#### [Exercise directions]
Every line below that has the string "yellow" needs to be copied.

#### [Source data]
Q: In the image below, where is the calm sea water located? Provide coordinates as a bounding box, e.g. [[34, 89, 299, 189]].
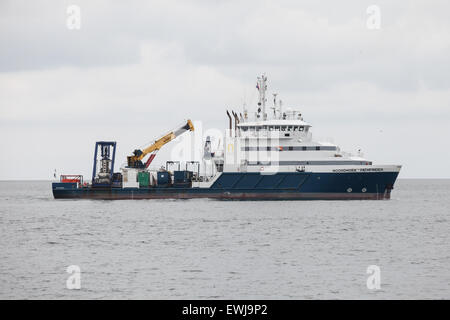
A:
[[0, 179, 449, 299]]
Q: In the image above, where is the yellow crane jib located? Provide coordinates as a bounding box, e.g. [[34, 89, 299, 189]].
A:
[[127, 120, 194, 168]]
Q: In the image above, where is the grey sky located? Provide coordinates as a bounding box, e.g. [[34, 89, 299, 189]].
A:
[[1, 0, 449, 179]]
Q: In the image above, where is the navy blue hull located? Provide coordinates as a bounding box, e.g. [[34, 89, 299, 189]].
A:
[[52, 171, 399, 200]]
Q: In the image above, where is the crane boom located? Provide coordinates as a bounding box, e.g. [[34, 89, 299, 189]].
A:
[[127, 120, 194, 168]]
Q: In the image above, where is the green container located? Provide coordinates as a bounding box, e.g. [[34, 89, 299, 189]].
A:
[[138, 171, 150, 187]]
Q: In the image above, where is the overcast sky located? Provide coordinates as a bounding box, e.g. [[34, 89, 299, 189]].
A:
[[1, 0, 449, 179]]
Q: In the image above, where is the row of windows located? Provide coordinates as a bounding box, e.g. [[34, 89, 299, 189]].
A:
[[242, 146, 337, 151], [247, 160, 372, 166], [240, 125, 308, 132]]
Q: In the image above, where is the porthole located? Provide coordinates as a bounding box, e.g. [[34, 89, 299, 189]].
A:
[[347, 188, 352, 193], [362, 187, 367, 193]]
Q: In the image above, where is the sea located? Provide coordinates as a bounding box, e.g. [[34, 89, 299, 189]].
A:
[[0, 179, 449, 299]]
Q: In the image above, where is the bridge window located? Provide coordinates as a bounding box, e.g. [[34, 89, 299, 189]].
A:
[[299, 126, 304, 132], [316, 146, 320, 150]]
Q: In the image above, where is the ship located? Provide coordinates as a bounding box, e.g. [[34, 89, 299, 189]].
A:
[[52, 74, 401, 200]]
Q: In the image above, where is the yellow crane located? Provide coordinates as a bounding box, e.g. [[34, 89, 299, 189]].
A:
[[127, 120, 195, 168]]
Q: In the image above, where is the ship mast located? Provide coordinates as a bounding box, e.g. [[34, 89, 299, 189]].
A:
[[256, 74, 268, 121]]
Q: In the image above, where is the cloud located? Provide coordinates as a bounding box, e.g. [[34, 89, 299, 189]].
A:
[[2, 0, 450, 91]]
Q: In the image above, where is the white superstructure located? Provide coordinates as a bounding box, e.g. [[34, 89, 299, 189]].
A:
[[209, 74, 400, 176]]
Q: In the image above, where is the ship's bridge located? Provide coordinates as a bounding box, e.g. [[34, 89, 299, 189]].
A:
[[216, 74, 374, 174], [237, 119, 312, 140]]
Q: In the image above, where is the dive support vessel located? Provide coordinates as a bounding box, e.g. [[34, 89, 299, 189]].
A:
[[52, 75, 401, 200]]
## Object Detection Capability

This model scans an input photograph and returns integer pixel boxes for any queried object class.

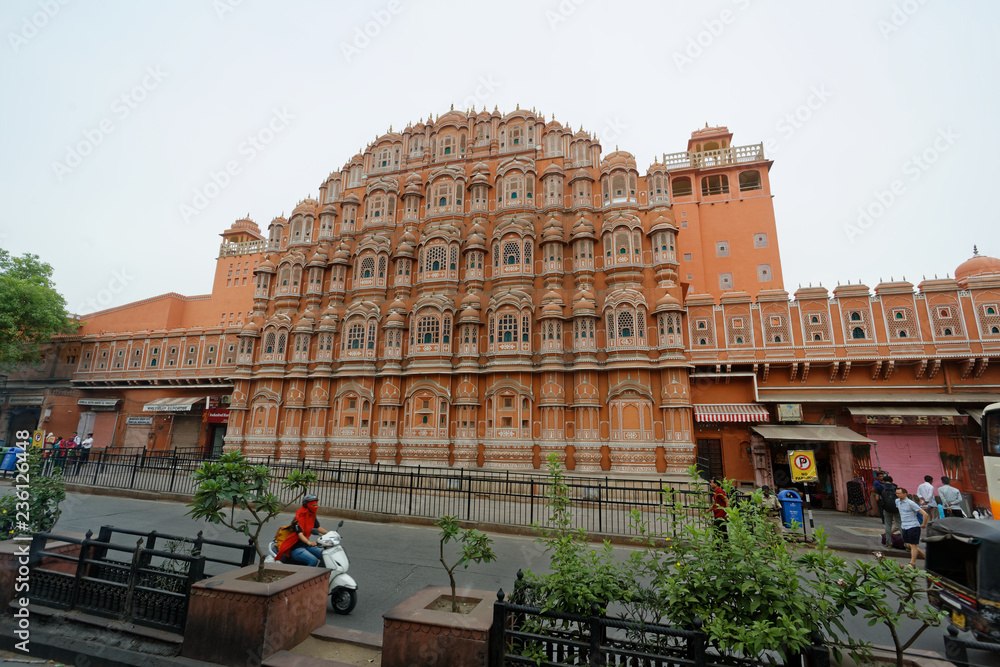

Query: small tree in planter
[435,515,497,612]
[187,451,317,582]
[1,448,65,539]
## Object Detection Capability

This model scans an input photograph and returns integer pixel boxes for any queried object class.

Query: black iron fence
[489,591,831,667]
[30,530,189,632]
[38,449,714,538]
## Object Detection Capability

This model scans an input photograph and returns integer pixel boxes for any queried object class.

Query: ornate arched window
[606,306,647,349]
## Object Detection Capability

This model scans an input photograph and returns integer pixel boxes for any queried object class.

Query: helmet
[303,493,318,505]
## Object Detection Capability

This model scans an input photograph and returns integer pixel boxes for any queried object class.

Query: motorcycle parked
[266,519,358,614]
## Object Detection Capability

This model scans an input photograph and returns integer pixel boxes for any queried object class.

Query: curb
[54,482,894,555]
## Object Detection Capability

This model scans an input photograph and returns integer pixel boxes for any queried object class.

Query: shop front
[692,403,771,483]
[751,424,875,512]
[3,395,44,445]
[141,397,206,452]
[205,408,230,458]
[846,406,968,509]
[76,398,121,449]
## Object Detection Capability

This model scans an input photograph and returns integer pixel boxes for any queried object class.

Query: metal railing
[489,588,831,667]
[40,450,713,538]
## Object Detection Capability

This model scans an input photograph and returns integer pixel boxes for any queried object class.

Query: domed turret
[956,246,1000,284]
[654,291,683,313]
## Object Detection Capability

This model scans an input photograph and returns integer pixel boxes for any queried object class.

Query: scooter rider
[276,493,329,566]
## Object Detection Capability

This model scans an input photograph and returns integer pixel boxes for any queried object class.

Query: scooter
[266,520,358,614]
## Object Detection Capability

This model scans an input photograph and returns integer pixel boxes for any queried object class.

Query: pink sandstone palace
[4,108,999,512]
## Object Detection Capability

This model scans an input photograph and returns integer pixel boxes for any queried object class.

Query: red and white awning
[693,404,770,423]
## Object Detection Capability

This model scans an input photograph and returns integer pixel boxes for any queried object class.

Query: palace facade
[9,108,999,512]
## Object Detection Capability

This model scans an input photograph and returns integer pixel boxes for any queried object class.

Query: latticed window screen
[449,246,458,270]
[377,256,386,278]
[522,314,530,342]
[618,310,634,337]
[615,230,629,255]
[426,245,446,271]
[417,316,440,344]
[361,256,375,278]
[347,324,364,349]
[524,242,532,266]
[442,316,451,344]
[499,314,517,342]
[503,242,521,266]
[612,174,626,196]
[367,321,376,349]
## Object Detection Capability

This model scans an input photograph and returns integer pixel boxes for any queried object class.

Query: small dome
[461,292,481,307]
[389,298,407,311]
[956,249,1000,282]
[654,292,683,312]
[386,312,405,325]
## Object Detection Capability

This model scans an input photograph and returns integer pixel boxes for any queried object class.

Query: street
[31,490,998,665]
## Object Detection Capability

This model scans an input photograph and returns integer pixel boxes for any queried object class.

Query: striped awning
[693,404,770,423]
[143,397,204,412]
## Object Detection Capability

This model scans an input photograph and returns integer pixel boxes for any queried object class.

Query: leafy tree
[626,471,863,664]
[833,551,946,667]
[187,451,317,581]
[0,448,66,539]
[435,515,497,612]
[0,249,76,363]
[521,454,635,615]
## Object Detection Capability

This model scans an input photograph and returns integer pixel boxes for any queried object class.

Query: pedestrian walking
[710,479,729,541]
[759,485,783,535]
[872,471,887,520]
[878,475,903,548]
[894,487,928,567]
[938,476,966,518]
[916,475,936,520]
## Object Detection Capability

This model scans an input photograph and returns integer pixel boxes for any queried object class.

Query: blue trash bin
[0,446,24,472]
[777,489,804,529]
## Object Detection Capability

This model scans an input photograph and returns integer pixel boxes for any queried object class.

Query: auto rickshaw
[925,517,1000,645]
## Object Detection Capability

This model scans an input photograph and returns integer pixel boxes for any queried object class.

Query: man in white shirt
[895,487,929,567]
[938,476,966,518]
[915,475,936,520]
[80,432,94,463]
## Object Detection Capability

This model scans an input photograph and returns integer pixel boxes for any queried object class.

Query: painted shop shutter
[169,414,201,450]
[92,412,116,449]
[867,427,944,498]
[123,423,151,448]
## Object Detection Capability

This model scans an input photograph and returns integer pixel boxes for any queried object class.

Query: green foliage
[518,460,947,666]
[187,451,317,581]
[0,448,66,539]
[436,514,497,612]
[521,454,636,615]
[832,552,947,667]
[0,249,77,363]
[626,473,861,664]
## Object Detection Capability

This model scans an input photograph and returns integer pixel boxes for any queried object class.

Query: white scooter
[266,520,358,614]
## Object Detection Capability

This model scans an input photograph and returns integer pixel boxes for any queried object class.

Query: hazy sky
[1,1,996,316]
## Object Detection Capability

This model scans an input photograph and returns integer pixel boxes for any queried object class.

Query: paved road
[17,489,998,665]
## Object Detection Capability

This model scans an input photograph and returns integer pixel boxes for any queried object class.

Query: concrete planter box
[181,563,329,667]
[0,534,83,607]
[382,586,494,667]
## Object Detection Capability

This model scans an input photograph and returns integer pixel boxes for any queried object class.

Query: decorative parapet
[659,143,766,170]
[219,239,266,258]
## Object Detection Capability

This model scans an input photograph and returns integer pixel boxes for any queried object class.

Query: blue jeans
[289,545,323,567]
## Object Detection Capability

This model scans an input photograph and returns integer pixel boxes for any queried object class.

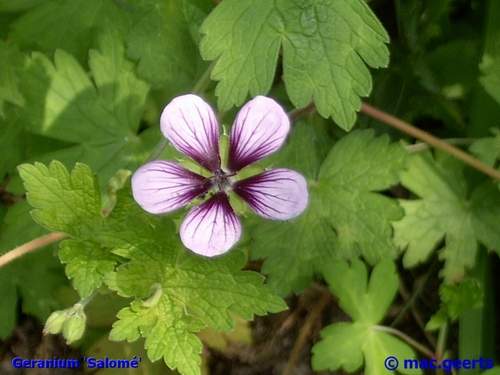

#### [Solution to this exercise]
Q: In the image above, where is the yellow crane jib located? Provide coordinates as a bounding box, e.g. [[34, 89, 299, 189]].
Q: In the image above, where is the yellow crane located? Provide coordinates as a bounding box, e.g. [[34, 89, 299, 189]].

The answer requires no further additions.